Extrait du texte
Publié le Mercredi 18 mai 2011 à 21h10.

Madagascar 47 à Nanterre. Histoire, mémoire et vérité

Une initiative plus que louable a été organisée à l’université Paris-Ouest Nanterre-La Défense du 10mars au 5avril autour de la question de l’insurrection anticolonialiste malgache de 1947. Elle était intitulée Madagascar 1947. Histoire(s) et mémoire(s) coloniales et articulait exposition, rencontres-débats, projections et lectures.

L’exposition 47, Portraits d'insurgés associait images et textes de deux créateurs malgaches. Exposition pensée et écrite par Raharimanana et nourrie de 32photographies de Pierrot Men1.

«Une sonorité pour commencer: quarante-sept.

Une graphie pour continuer 47.

Des syllabes qui claquent sur la noirceur

et deux chiffres, 4, 7, indissociables,

détachés du temps, figeant l’histoire,

ramassant la mémoire,

troublant le cours des choses

et bousculant la compréhension du monde

Reprendre mémoire»

(Raharimanana)

Le photographe Pierrot Men fait ressurgir les regards oubliés; l'écrivain Raharimanana redit les voix qui se sont perdues. «De simples femmes, de simples hommes, entre 82 et 99 ans, précisent les deux complices. Témoins ou insurgés. Leurs portraits sont ici nos guides, résolument vivants, survivants, d'un passé gommé des esprits. Leurs témoignages, à la mémoire intacte, les accompagnent. Ils nous rappellent la nécessité de dire l'histoire, pour comprendre les maux et rêves d'aujourd'hui.» Présentée dans le cadre de l’événement «Création et mémoire» du conseil régional d’Ile-de-France au festival d’Avignon 2009, l’exposition est arrivée cette année en région parisienne grâce à aux activités de l’université Paris-Ouest Nanterre La Défense.

Énoncé
Rédigez la suite de l'article sur l'exposition consacrée à l'insurrection malgache de 1947, en reprenant juste après sa dernière phrase.

Données enregistrées

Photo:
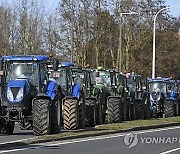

Réponse rédigée
Où il est donc d’abord question de l’insurrection de 1947, de son histoire et de sa mémoire

L’insurrection anticolonialiste de Madagascar de mars1947 et la guerre de libération nationale: une histoire en débat

L’insurrection de Madagascar de mars 1947 reste sujette à la fois à des exagérations et à des dénis. Les chiffres avancés de la répression colonialiste varient, selon les auteurs, de 10000 à 100000 mais le général Gabay, commandant supérieur des troupes françaises a reconnu 89000victimes malgaches directes et indirectes. Cet épisode de l’histoire malgache qu’a été 47 a été occulté par les uns (en tout cas, largement en France) et revendiqué par les autres. Cette révolte-insurrection était inhérente aux structures même du système colonial: déficit vivrier, travail forcé, code de l’indigénat, racisme entre autres.

À partir d’octobre 1945, c’est-à-dire sept ans après le sabordage par le Kominterm (en toute hypothèse, pour gauchisme,) de l’éphémère PCRM-SFIC (parti communiste de la région de Madagascar-section française de l’Internationale communiste) et dans un contexte de crise sociale importante, les nationalistes gagnent des sièges de députés et en février1946 est fondé le MDRM (mouvement démocratique de la rénovation malgache) qui va réussir à couvrir toute l’île en quelques mois, ce qui va ouvrir la voie à un grand mouvement de désobéissance civile pour l’indépendance et une réappropriation des terres. Le pouvoir colonial arrête alors nombre de cadres du MDRM qui est, lui-même, débordé par l’entrisme des activistes radicaux de la JINA (jeunesse nationaliste).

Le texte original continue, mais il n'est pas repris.